[Spatial annotation records]
★ ★ ★

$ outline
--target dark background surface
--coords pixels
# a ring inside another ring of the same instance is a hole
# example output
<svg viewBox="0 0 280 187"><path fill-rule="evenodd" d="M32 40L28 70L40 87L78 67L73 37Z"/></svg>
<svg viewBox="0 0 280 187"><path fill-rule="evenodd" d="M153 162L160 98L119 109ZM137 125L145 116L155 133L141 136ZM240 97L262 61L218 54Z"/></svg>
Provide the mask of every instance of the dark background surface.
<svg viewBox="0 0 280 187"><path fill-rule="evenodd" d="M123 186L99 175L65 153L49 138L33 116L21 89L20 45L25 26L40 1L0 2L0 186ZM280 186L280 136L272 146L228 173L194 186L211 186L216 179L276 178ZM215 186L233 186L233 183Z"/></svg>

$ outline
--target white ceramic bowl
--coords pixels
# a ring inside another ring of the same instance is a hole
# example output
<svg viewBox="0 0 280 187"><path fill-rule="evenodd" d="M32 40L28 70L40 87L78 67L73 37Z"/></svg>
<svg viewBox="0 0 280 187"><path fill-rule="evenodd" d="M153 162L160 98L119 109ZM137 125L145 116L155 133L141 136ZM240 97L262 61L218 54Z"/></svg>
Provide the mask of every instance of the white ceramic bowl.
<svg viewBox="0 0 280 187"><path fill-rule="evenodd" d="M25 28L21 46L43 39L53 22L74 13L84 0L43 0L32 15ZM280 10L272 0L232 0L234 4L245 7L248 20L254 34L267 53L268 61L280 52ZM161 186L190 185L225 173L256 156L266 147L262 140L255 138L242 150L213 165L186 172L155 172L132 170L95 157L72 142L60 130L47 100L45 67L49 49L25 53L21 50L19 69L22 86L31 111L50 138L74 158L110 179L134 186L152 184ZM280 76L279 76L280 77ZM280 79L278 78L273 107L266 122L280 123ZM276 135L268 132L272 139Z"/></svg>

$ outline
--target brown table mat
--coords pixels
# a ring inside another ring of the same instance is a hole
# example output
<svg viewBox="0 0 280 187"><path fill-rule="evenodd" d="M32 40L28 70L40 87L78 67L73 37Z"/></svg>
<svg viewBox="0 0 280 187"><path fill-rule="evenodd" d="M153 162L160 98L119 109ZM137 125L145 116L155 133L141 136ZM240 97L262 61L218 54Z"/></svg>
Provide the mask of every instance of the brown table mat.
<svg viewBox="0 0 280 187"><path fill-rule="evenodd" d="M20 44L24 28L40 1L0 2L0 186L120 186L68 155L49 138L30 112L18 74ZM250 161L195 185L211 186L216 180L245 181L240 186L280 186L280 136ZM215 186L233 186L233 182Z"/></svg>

★ ★ ★

▶ **What to do**
Your task is to retype all the records above with nothing left out.

▶ **Written solution**
$ outline
--target dark background surface
--coords pixels
# a ring inside another ring of the same instance is a hole
# example output
<svg viewBox="0 0 280 187"><path fill-rule="evenodd" d="M32 40L28 70L40 87L78 67L73 37Z"/></svg>
<svg viewBox="0 0 280 187"><path fill-rule="evenodd" d="M153 162L160 98L119 109ZM137 125L145 116L155 133L141 136ZM240 97L262 61L218 54Z"/></svg>
Provide the mask of every instance of the dark background surface.
<svg viewBox="0 0 280 187"><path fill-rule="evenodd" d="M123 186L99 175L65 153L49 138L33 116L21 89L20 45L25 26L40 1L0 2L0 186ZM280 186L280 136L272 146L228 173L194 186L211 186L216 179L276 178ZM215 186L233 186L233 183Z"/></svg>

$ outline
--target white ceramic bowl
--coords pixels
# a ring inside another ring of the same instance is a hole
# example output
<svg viewBox="0 0 280 187"><path fill-rule="evenodd" d="M32 40L28 70L40 87L78 67L73 37Z"/></svg>
<svg viewBox="0 0 280 187"><path fill-rule="evenodd" d="M153 162L160 98L119 109ZM137 125L145 116L155 133L141 136ZM240 97L262 61L218 54Z"/></svg>
Provide the mask of every instance of the white ceramic bowl.
<svg viewBox="0 0 280 187"><path fill-rule="evenodd" d="M25 28L21 46L43 39L53 22L74 13L84 0L43 0L32 15ZM280 10L272 0L232 0L234 4L245 7L248 20L254 34L267 53L268 61L280 52ZM161 186L190 185L225 173L256 156L266 147L262 140L255 138L242 150L213 165L186 172L155 172L132 170L95 157L72 142L60 130L47 100L45 67L49 49L25 53L21 50L19 69L22 86L31 111L50 138L74 158L110 179L134 186L152 184ZM280 76L279 76L280 77ZM280 79L278 78L273 107L266 122L280 123ZM276 135L268 132L272 139Z"/></svg>

$ outline
--target brown table mat
--coords pixels
# a ring inside another ring of the same instance is a hole
# example output
<svg viewBox="0 0 280 187"><path fill-rule="evenodd" d="M32 40L28 70L40 87L78 67L73 37Z"/></svg>
<svg viewBox="0 0 280 187"><path fill-rule="evenodd" d="M153 162L160 98L119 109ZM137 125L145 116L155 133L141 136ZM240 97L262 61L218 54Z"/></svg>
Provide the mask of every instance of the brown table mat.
<svg viewBox="0 0 280 187"><path fill-rule="evenodd" d="M20 44L24 28L40 1L0 2L0 186L120 186L68 155L49 138L30 112L18 74ZM250 161L195 185L211 186L216 180L245 181L240 186L280 186L280 136ZM215 186L233 186L233 182Z"/></svg>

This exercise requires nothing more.